• _What is required_
Return every entry in full, with no alterations.

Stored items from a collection
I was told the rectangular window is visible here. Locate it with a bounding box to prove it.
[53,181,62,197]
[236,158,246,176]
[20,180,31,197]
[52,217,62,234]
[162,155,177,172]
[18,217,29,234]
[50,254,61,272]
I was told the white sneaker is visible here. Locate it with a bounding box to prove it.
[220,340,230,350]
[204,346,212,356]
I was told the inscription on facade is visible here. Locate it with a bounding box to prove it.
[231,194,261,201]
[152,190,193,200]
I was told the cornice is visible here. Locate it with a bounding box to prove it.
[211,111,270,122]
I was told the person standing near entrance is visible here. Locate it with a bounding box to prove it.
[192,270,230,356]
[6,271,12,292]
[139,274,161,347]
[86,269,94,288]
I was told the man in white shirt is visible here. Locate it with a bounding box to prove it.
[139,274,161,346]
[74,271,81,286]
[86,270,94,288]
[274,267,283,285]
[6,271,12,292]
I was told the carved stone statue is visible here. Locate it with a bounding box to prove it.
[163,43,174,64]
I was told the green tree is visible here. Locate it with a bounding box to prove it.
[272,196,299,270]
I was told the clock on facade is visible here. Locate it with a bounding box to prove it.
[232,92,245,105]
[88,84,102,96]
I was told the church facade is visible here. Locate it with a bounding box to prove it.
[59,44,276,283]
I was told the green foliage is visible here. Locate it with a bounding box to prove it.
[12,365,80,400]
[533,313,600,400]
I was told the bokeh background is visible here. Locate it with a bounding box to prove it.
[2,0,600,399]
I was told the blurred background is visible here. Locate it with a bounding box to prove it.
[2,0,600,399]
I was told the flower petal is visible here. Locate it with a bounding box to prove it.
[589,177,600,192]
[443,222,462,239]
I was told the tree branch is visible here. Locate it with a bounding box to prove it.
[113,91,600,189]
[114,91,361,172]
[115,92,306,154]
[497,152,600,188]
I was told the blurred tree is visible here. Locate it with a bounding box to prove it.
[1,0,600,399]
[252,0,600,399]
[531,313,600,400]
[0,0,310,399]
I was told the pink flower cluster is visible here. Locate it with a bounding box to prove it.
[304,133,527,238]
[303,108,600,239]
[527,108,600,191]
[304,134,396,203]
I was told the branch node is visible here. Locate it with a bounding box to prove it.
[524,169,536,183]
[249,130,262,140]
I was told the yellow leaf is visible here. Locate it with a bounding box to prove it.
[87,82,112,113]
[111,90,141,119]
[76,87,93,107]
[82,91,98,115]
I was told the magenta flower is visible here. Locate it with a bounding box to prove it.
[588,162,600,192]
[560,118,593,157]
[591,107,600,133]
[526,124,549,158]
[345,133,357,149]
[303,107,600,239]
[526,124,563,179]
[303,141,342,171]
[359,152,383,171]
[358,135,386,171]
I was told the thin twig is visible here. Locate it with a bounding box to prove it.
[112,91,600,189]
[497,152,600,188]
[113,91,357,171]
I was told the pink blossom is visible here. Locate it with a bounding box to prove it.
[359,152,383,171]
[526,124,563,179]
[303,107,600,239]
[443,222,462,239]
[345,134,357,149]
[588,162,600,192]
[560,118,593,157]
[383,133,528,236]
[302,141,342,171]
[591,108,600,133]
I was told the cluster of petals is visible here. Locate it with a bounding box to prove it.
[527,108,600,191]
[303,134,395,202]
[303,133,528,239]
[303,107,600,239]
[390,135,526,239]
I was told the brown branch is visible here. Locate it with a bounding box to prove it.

• _Written response_
I was told the rectangular window is visible here. Locate it with a bounding box to prove it.
[53,181,62,197]
[236,158,246,176]
[20,180,31,197]
[52,217,62,234]
[162,155,177,172]
[18,217,29,234]
[50,254,61,272]
I was told the white sneaker is visible here. Locate it with a bounding box to prove it.
[220,340,230,350]
[204,346,212,356]
I was told the inscription on facade is visible here. Locate it with a bounding box to prove it.
[231,194,261,201]
[152,190,193,200]
I was told the cornice is visible here. Locate it with a bounding box to prove it.
[211,111,270,122]
I was told the person standing near entrance is visible here. Locate it with a bounding box to prove it.
[192,270,230,356]
[6,271,12,292]
[139,274,161,347]
[86,269,94,288]
I was told the man in white shirt is visible here. Locate it with a bounding box to prove it.
[139,274,161,346]
[74,271,81,286]
[86,270,94,288]
[274,267,283,285]
[6,271,12,292]
I was told the carved stone statue is visible here. Locate it with a bounding box to prove it.
[163,43,174,64]
I was told the green tree is visible here. Locate it with a bounding box to prove it.
[272,196,299,270]
I was told the clock on facade is visible here. Locate it with a bounding box to prove it.
[232,92,245,105]
[88,84,102,96]
I was told the church facade is visible here. Locate it with a bounding box to prove it.
[59,44,276,283]
I was told the green foliage is visible here. Locate it with a bounding box to prove it.
[12,365,80,400]
[533,313,600,400]
I was told the bokeh background is visible here. Locate it with a bounding box to prove it.
[2,0,600,399]
I was told the blurred background is visible here. Locate it with a bounding box to prove it.
[2,0,600,399]
I was told the flower petal is visible here. Locate it with a bounding box to prove it.
[589,177,600,192]
[443,222,462,239]
I was told the tree branch is visible here. Locate it with a bounding box to prove it.
[113,91,600,189]
[114,91,361,172]
[115,92,306,154]
[497,152,600,188]
I was told the blurred tree is visible here. Locate it with a bounding box to prove it.
[1,0,600,399]
[252,0,600,399]
[531,313,600,400]
[0,0,310,399]
I was told the pink flower cluster is visible here. Locate it with a bounding box to prove it.
[304,133,527,238]
[303,108,600,239]
[527,108,600,191]
[304,134,396,203]
I was told the branch node is visible here. Locate it with a bounding box to prove it.
[524,169,536,183]
[249,130,262,140]
I was told the yellow leaf is visible here. Locate it with a bounding box to prove it.
[87,82,112,113]
[111,90,141,119]
[76,87,93,107]
[82,91,98,115]
I was told the magenta flower is visible here. Locate it with a bounding box to prove it.
[588,162,600,192]
[560,118,593,157]
[591,107,600,133]
[526,124,549,158]
[345,133,357,149]
[303,107,600,239]
[526,124,563,179]
[303,141,342,171]
[359,152,383,171]
[358,135,386,171]
I was told the thin twig is visible here. Locate it with a bounding box to prove it.
[112,91,600,189]
[497,152,600,188]
[113,91,357,171]
I was told the pink blossom is visible here. Locate it with a bounding box to prove it.
[359,152,383,171]
[526,124,563,179]
[303,107,600,239]
[443,222,462,239]
[345,134,357,149]
[588,162,600,192]
[560,118,593,157]
[383,133,528,236]
[302,141,342,171]
[591,108,600,133]
I was told the cluster of petals is visible here. Locate it with a bounding box to prove it.
[527,108,600,191]
[303,134,395,202]
[303,133,528,239]
[303,107,600,239]
[390,135,526,239]
I was told the brown branch is visible here. Locate it with a bounding box to prove it.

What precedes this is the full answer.